◆ **ASSIGNMENT**: Give back all of the records underneath exactly, with no omissions.

%%

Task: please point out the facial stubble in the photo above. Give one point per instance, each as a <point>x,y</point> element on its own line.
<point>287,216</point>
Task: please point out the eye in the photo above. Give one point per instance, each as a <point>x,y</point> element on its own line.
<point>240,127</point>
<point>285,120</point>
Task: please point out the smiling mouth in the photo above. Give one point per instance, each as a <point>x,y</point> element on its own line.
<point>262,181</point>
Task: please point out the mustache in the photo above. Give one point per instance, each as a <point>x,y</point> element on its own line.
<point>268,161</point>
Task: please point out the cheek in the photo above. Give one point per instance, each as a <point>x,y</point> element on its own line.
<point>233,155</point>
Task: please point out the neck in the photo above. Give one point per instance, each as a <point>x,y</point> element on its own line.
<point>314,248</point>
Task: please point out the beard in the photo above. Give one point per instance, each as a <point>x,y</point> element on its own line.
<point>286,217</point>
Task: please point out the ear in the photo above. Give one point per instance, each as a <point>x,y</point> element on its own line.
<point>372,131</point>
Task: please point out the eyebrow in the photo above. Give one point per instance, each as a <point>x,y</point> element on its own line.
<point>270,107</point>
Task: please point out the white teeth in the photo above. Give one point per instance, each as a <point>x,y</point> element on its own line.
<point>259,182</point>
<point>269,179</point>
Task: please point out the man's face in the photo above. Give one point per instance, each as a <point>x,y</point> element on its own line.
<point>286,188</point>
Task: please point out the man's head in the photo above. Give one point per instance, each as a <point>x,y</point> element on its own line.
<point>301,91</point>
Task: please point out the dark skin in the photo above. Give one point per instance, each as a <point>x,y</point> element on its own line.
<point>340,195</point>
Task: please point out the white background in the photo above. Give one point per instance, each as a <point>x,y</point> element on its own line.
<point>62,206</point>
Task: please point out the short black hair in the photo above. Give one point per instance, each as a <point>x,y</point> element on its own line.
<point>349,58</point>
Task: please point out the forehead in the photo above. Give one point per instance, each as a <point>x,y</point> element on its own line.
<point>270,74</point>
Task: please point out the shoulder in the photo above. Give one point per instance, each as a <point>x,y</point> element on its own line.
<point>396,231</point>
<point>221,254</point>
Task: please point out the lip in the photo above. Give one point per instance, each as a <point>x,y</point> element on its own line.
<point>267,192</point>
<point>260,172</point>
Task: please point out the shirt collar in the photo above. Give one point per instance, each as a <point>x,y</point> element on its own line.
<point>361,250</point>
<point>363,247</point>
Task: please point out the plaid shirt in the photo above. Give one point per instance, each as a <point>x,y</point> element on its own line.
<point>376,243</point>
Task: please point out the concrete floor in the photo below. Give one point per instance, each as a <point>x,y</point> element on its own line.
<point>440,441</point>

%%

◆ **ANSWER TO THIS PROBLEM**:
Task: please point out the facial stubble in the photo above. Give one point per instance, each as a <point>x,y</point> element on its own line.
<point>287,216</point>
Task: please point out the eye in the photo above. Give one point per instance, each as a <point>x,y</point> element on its own line.
<point>240,127</point>
<point>285,120</point>
Task: please point out the smiling mouth in the photo above. Give one point per instance, each as a <point>x,y</point> element on its own line.
<point>262,181</point>
Task: please point out the mustache in the photo above. Give one point per instance, each as a <point>x,y</point> element on its own line.
<point>268,161</point>
Task: please point out the cheek in the photo above. Give one point per instance, each as a <point>x,y</point> element on its own line.
<point>233,155</point>
Task: please point out the neck in the photo above. Give one point per instance, each as a <point>x,y</point> element on its own line.
<point>314,248</point>
Task: please point out the beard in the photo above. Give one point per instance, each as a <point>x,y</point> element on its own line.
<point>286,217</point>
Task: please point out the ear in the photo above. Give one point per instance, each as a <point>x,y</point> element on its own line.
<point>372,131</point>
Task: please point out the eyebrow in the photo above. Give one point per instance, each as a <point>x,y</point> element on its own line.
<point>270,107</point>
Task: please point out the white teeth in the photo above. Give one point per instance, each as a <point>x,y</point> element on its own line.
<point>259,182</point>
<point>269,179</point>
Task: please point out the man's face in the photo above. Give one point per instance, each as a <point>x,y</point> element on its own line.
<point>286,188</point>
Task: please point out the man's head in the photo above. Give one point per instance, each as a <point>x,y</point> element on its own line.
<point>301,91</point>
Task: please point out the dark skin in the photo above. Give one point per instance, each as a <point>x,y</point> element on its own line.
<point>340,195</point>
Task: please point out the white background in the photo above. Give one point per instance, each as a <point>x,y</point> element on its own line.
<point>62,206</point>
Task: please point out the short black hair in the photo above. Give one point per instance, each as a <point>x,y</point> element on its own line.
<point>349,58</point>
Task: please point out the forehead in the photo above. Give one point per instance, each as a <point>x,y</point> element on its own line.
<point>270,74</point>
Task: please point out the shoulder in the photo above. Give one point per instance, each as a <point>x,y</point> element on its own line.
<point>396,231</point>
<point>221,254</point>
Task: please point out the lip in the photo above. Give one point per instance, each as a <point>x,y</point> element on its own line.
<point>267,192</point>
<point>260,172</point>
Task: please point out the shirt collar in the photo above. Give one point per instance, each as a <point>x,y</point> element on its own line.
<point>361,250</point>
<point>363,247</point>
Task: please point out the plaid shirt in the photo above. Give one point per instance, each as a <point>x,y</point> element on its own line.
<point>376,243</point>
Task: please point out the concrete floor in the photo below. Give one point per instance, each as a <point>x,y</point> element on its own line.
<point>440,441</point>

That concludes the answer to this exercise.